> [EXCERPTED TEXT]
* begin *

TPU and hardware vs. software innovation (round 3)

tpu-2At Google IO conference this week, they revealed (see Google supercharges machine learning tasks …) that they had been designing and operating their own processor chips in order to optimize machine learning.

They called the new chip, a Tensor Processing Unit (TPU). According to Google, the TPU provides an order of magnitude more power efficient machine learning over what’s achievable via off the shelf GPU/CPUs. TensorFlow is Google’s open sourced machine learning  software.

This is very interesting, as Google and the rest of the hype-scale hive seem to have latched onto open sourced software and commodity hardware for all their innovation. This has led the industry to believe that hardware customization/innovation is dead and the only thing anyone needs is software developers. I believe this is incorrect and that hardware innovation combined with software innovation is a better way, (see Commodity hardware always loses and Better storage through hardware posts).

* end *

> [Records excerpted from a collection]
* begin *

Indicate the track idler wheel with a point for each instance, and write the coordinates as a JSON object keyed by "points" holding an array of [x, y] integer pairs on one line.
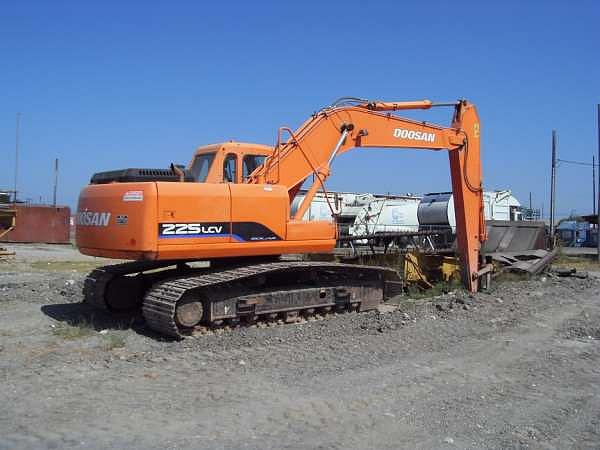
{"points": [[124, 294], [189, 314]]}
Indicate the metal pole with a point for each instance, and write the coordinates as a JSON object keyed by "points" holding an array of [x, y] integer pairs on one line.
{"points": [[55, 181], [593, 185], [553, 189], [598, 208], [17, 155]]}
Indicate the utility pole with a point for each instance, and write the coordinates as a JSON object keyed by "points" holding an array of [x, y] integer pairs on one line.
{"points": [[55, 181], [17, 155], [594, 184], [598, 208], [553, 189]]}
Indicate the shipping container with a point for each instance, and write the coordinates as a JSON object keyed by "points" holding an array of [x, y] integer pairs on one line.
{"points": [[40, 224]]}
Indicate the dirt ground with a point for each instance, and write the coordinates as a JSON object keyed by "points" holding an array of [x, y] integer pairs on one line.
{"points": [[518, 367]]}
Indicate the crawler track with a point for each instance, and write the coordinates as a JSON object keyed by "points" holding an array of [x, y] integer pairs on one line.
{"points": [[178, 300], [119, 288], [264, 291]]}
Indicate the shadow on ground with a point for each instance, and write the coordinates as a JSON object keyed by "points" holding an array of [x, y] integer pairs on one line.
{"points": [[79, 314]]}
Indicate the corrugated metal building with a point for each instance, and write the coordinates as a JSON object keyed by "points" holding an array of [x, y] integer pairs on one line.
{"points": [[40, 224]]}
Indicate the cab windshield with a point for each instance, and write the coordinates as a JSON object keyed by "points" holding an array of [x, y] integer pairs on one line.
{"points": [[201, 166]]}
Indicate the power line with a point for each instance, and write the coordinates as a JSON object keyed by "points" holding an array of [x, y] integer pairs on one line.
{"points": [[580, 163]]}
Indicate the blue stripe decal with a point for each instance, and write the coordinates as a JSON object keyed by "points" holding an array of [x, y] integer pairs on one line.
{"points": [[170, 236]]}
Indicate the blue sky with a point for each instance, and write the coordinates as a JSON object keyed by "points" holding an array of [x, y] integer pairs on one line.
{"points": [[105, 85]]}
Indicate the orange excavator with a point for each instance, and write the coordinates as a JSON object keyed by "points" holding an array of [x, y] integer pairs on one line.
{"points": [[230, 208]]}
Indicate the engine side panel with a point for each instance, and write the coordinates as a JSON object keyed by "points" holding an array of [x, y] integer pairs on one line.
{"points": [[112, 220]]}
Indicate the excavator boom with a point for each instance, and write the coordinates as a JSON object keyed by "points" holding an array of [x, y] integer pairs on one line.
{"points": [[310, 150]]}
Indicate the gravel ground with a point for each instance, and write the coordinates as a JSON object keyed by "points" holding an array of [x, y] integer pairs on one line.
{"points": [[514, 368]]}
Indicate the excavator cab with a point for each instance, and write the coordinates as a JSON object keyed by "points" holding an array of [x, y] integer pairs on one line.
{"points": [[230, 162]]}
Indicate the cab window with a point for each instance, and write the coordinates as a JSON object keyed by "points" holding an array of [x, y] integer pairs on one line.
{"points": [[230, 168], [201, 166], [250, 163]]}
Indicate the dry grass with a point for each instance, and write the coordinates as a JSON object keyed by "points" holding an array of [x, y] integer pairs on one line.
{"points": [[65, 266], [112, 341], [76, 331]]}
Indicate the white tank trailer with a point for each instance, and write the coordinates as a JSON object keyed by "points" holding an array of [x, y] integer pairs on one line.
{"points": [[438, 209], [345, 205], [432, 211]]}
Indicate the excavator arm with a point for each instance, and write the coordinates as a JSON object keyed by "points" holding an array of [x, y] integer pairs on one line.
{"points": [[332, 131]]}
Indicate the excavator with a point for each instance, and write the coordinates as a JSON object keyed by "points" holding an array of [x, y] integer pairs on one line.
{"points": [[205, 243]]}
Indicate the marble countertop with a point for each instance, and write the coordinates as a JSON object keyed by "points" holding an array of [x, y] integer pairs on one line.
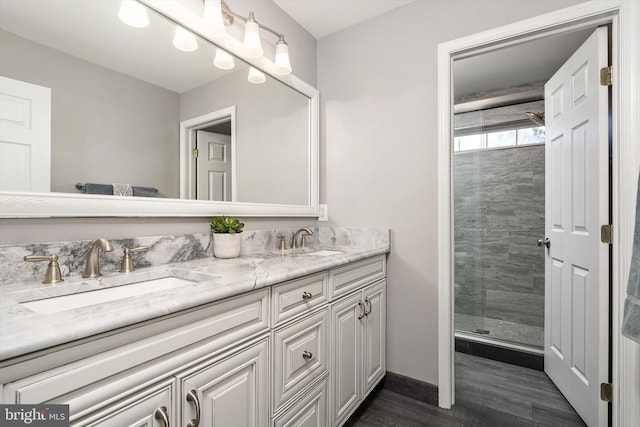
{"points": [[23, 331]]}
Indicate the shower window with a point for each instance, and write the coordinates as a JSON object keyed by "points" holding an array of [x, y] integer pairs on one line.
{"points": [[499, 139]]}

* end *

> [WRITTEN PROBLEM 1] Echo the TPU article from "They called the" to "storage through hardware posts).".
> [WRITTEN PROBLEM 2] According to the TPU article, what is TensorFlow?
Work only from the TPU article.

> [EXERCISE RESPONSE 1]
They called the new chip, a Tensor Processing Unit (TPU). According to Google, the TPU provides an order of magnitude more power efficient machine learning over what’s achievable via off the shelf GPU/CPUs. TensorFlow is Google’s open sourced machine learning  software.

This is very interesting, as Google and the rest of the hype-scale hive seem to have latched onto open sourced software and commodity hardware for all their innovation. This has led the industry to believe that hardware customization/innovation is dead and the only thing anyone needs is software developers. I believe this is incorrect and that hardware innovation combined with software innovation is a better way, (see Commodity hardware always loses and Better storage through hardware posts).

> [EXERCISE RESPONSE 2] TensorFlow is Google's open sourced machine learning software.